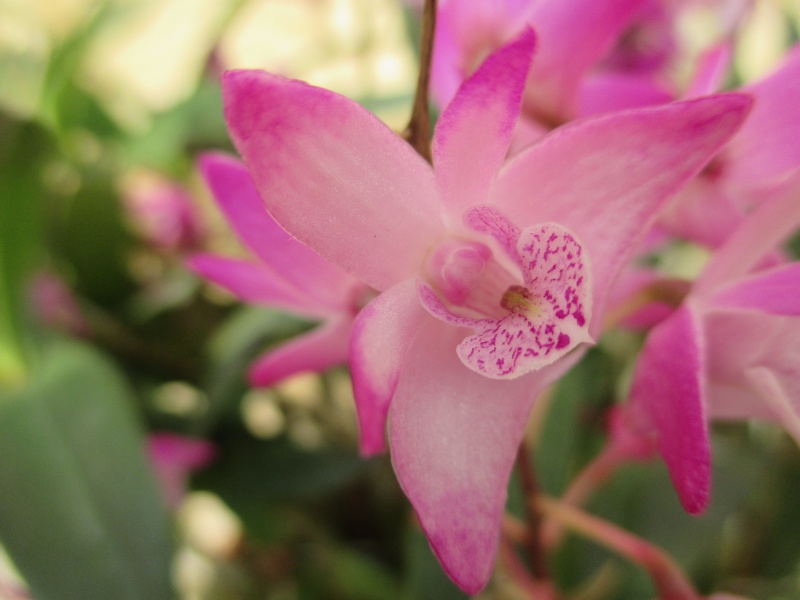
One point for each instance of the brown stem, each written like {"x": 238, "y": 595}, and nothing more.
{"x": 670, "y": 291}
{"x": 669, "y": 580}
{"x": 540, "y": 590}
{"x": 530, "y": 489}
{"x": 418, "y": 131}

*Exercise goal*: Rewrite the listing above with "brown stem" replaced by "green stem" and nothing else altered. Omit the pictures from your answer.

*Final result*:
One point for each instance of the green stem, each written like {"x": 238, "y": 595}, and nothing more.
{"x": 670, "y": 291}
{"x": 669, "y": 580}
{"x": 540, "y": 590}
{"x": 530, "y": 489}
{"x": 418, "y": 131}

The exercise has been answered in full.